Site consacré à l'écologie et à la construction d'une société durable, respectueuse de l'environnement Auteurs : Didier Barthès et Jean-Christophe Vignal. Contact : economiedurable@laposte.net
Il pleut, il pleut bergère
Rentre tes blancs moutons
Fabre d'Eglantine, 1780
Deux courants majeurs traversent l’écologie politique : les réalistes, qui tentent de corriger à la marge, parfois avec succès, le système économique dominant, et les fondamentalistes, qui veulent des changements plus radicaux mais qui, éloignés des lieux de décision, privilégient le débat idéologique.
Les uns comme les autres ont toutefois en commun de ne pas intégrer la contrainte du temps. Les premiers veulent accumuler les réformes pour aboutir par gradualisme à la transformation du système, les seconds préparent le moment politique où ils seront en situation d’appliquer leurs idées. Tous anticipent des lendemains nécessairement meilleurs.

════════

Dans le texte sur l'écologie politique, reprenez le passage qui va de "Les uns comme" jusqu'à "lendemains nécessairement meilleurs." en y changeant "réformes" en "mesures".

### Lignes de données
════════

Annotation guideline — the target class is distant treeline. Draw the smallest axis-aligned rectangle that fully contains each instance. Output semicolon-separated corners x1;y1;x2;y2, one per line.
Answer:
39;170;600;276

════════

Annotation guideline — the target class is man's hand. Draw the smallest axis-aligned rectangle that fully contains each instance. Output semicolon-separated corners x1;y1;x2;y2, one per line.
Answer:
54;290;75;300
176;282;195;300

════════

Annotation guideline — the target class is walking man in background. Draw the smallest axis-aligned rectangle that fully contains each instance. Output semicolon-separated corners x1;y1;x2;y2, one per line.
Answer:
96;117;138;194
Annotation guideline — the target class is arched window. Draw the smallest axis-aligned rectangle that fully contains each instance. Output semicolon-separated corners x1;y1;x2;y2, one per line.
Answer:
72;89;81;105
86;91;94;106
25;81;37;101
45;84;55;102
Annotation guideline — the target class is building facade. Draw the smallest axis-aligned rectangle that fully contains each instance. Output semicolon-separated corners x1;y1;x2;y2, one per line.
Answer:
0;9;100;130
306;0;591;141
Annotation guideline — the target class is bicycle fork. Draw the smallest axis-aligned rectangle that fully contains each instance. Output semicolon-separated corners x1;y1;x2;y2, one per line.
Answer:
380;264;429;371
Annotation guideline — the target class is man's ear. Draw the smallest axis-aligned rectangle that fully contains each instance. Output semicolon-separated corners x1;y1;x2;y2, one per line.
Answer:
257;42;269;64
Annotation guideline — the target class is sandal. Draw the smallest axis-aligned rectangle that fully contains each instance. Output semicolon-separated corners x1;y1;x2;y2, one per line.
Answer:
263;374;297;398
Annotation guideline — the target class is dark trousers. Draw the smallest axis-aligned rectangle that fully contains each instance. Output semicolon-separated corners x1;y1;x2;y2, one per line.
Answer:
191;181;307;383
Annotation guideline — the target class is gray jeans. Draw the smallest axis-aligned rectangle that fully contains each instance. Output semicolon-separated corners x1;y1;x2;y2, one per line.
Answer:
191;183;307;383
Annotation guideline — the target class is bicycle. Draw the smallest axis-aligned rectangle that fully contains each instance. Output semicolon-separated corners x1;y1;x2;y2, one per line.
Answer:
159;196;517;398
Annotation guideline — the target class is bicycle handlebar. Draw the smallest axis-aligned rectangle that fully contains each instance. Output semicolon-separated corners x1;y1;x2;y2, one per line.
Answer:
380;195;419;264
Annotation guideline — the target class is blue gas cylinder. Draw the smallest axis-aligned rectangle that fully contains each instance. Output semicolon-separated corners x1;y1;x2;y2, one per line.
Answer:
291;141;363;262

════════

### Solution proposée
Les uns comme les autres ont toutefois en commun de ne pas intégrer la contrainte du temps. Les premiers veulent accumuler les mesures pour aboutir par gradualisme à la transformation du système, les seconds préparent le moment politique où ils seront en situation d’appliquer leurs idées. Tous anticipent des lendemains nécessairement meilleurs.